__Document__
Using the first-order ratio model, the energy consumption (E_Tx) follows as equation (9) using the source node (u), base station node (v) and distance between the source node and base station. In addition, equation (10) is interpreted (or induced by) equations (11)–(13) by the location of the intermediate node. Equation (11) means that the source node directly sends the packet to the base station. Equation (12) means that the intermediate node is located in the circle between the source node and base station. Equation (13) denotes that the intermediate node is located outside the circle

E_{Total} (l, d) = E_{Tx} (l, d) + E_{Rx} (l)

(9)

For direct transmission

\begin{matrix} E_{Tx} (l, d) = E_{Tx - elec} (l) + E_{Tx - amp} (l, d) \\ = l \cdot E_{elec} + l ε_{fs} d^{2} \end{matrix}

(10)

For innernode (w) transmission

\begin{matrix} E_{Tx} (l, d) = E_{Tx - elec} (l) + E_{Tx - amp} (l, d) \\ = l \cdot E_{elec} + l ε_{fs} (d_{1}^{2} + d_{2}^{2} - 2 d_{1} d_{2} \cos γ) \end{matrix}

(11)

For outnode (w) transmission

\begin{matrix} E_{Tx} (l, d) = E_{Tx - elec} (l) + E_{Tx - amp} (l, d) \\ = l \cdot E_{elec} + l ε_{fs} (d_{1}^{2} + d_{2}^{2} + 2 d_{1} d_{2} \cos γ) \end{matrix}

(12)

E_{Rx} (l) = E_{Rx - elec} (l) = l E_{elec}

(13)

where E_elec is the energy consumption of the data packet per bit, l is the data packet bit and $ε_{fs}$ is the loss ratio according to the distance (d). We set the loss ratio of free space to be 10 pJ/bit/m² and the loss ratio of the multipath as 0.0013 pJ/bit/m⁴. Figure 8 shows the energy consumption in accordance with the distance of free space and the multipath model.

__Data__

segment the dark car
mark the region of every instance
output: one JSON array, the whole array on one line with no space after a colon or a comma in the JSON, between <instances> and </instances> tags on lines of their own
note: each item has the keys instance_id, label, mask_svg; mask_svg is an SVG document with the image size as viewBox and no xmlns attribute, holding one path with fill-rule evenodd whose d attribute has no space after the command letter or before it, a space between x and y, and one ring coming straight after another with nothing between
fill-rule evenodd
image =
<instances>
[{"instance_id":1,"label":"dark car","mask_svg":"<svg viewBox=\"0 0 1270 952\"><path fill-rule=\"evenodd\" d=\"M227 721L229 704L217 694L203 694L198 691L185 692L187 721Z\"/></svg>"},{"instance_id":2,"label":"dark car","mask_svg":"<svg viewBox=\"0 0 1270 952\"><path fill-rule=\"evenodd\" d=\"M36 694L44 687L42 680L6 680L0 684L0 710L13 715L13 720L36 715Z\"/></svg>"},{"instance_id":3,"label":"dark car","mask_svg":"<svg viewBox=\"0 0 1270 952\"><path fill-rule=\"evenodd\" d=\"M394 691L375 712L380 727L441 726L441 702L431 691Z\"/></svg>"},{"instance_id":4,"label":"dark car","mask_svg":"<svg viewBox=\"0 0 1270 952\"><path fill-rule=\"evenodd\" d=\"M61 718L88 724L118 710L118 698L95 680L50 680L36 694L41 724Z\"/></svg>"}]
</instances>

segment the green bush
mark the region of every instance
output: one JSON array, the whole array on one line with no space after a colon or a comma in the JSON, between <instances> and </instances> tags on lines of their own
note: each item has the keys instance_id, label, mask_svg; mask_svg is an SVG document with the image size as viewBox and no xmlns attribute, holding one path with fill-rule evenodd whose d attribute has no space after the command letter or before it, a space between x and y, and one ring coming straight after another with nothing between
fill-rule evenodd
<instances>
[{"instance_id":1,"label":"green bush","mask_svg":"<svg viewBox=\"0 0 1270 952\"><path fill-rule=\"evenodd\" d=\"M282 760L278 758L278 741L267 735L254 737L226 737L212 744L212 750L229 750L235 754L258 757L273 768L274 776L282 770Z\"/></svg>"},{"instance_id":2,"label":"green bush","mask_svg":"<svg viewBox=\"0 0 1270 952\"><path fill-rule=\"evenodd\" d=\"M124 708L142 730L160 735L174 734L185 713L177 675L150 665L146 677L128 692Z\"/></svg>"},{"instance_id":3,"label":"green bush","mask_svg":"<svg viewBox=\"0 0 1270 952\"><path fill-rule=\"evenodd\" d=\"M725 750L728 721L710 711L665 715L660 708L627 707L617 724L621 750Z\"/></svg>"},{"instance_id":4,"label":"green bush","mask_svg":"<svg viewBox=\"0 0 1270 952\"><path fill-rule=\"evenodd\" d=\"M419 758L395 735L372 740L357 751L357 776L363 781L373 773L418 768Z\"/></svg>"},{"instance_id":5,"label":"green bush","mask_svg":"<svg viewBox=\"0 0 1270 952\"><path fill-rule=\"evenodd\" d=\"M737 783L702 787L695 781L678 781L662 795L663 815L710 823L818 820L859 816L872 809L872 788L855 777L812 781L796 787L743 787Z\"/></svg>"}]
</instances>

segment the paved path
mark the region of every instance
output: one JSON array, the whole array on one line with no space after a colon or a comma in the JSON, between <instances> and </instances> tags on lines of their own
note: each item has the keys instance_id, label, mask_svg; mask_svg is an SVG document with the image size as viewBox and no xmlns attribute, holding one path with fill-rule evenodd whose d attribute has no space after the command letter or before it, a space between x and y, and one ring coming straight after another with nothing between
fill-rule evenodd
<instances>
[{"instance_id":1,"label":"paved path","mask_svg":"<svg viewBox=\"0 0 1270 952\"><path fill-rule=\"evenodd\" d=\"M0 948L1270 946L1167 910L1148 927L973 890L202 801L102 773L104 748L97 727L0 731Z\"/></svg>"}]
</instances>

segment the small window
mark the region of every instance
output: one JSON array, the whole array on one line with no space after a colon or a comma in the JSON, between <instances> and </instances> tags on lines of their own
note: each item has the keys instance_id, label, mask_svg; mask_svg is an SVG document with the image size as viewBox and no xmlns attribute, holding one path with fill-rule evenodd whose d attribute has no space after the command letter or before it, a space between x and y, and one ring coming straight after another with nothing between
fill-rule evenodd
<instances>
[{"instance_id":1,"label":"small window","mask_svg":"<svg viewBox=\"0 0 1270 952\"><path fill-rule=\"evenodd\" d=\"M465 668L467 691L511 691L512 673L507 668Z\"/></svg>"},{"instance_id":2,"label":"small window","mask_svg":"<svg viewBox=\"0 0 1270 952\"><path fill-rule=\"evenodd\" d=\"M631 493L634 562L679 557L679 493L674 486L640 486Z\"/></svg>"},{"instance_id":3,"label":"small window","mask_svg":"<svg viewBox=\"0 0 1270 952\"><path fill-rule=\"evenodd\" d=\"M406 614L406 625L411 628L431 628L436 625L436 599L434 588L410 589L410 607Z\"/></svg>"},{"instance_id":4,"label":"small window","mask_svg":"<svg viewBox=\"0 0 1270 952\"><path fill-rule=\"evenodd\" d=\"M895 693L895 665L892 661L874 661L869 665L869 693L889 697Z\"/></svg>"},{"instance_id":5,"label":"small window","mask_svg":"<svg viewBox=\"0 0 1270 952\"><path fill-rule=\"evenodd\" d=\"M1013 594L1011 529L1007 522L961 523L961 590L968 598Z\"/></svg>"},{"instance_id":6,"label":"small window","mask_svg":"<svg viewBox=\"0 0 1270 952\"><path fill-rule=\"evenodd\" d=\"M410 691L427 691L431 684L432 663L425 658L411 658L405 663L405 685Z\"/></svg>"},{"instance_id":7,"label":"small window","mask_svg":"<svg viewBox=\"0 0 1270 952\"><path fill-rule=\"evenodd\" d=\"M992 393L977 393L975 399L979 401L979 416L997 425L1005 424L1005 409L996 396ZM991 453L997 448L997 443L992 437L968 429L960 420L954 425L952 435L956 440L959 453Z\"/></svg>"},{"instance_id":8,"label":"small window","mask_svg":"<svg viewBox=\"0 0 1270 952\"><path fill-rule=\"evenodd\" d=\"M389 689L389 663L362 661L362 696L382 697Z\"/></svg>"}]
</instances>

__Exercise task 1__
Please turn the paragraph of the energy-consumption text that starts with "where E_elec is" into a short bulleted list that keeps its main facts.
__Exercise task 2__
Reproduce word for word the part of the energy-consumption text that opens with the words containing "For outnode (w)" and closes with "the multipath model.".

__Complete answer 1__
- E_elec: energy consumption of the data packet per bit
- l: data packet bits
- ε_fs: loss ratio according to the distance (d)
- Free-space loss ratio set to 10 pJ/bit/m²
- Multipath loss ratio set to 0.0013 pJ/bit/m⁴
- Figure 8: energy consumption by distance for the free-space and multipath models

__Complete answer 2__
For outnode (w) transmission

\begin{matrix} E_{Tx} (l, d) = E_{Tx - elec} (l) + E_{Tx - amp} (l, d) \\ = l \cdot E_{elec} + l ε_{fs} (d_{1}^{2} + d_{2}^{2} + 2 d_{1} d_{2} \cos γ) \end{matrix}

(12)

E_{Rx} (l) = E_{Rx - elec} (l) = l E_{elec}

(13)

where E_elec is the energy consumption of the data packet per bit, l is the data packet bit and $ε_{fs}$ is the loss ratio according to the distance (d). We set the loss ratio of free space to be 10 pJ/bit/m² and the loss ratio of the multipath as 0.0013 pJ/bit/m⁴. Figure 8 shows the energy consumption in accordance with the distance of free space and the multipath model.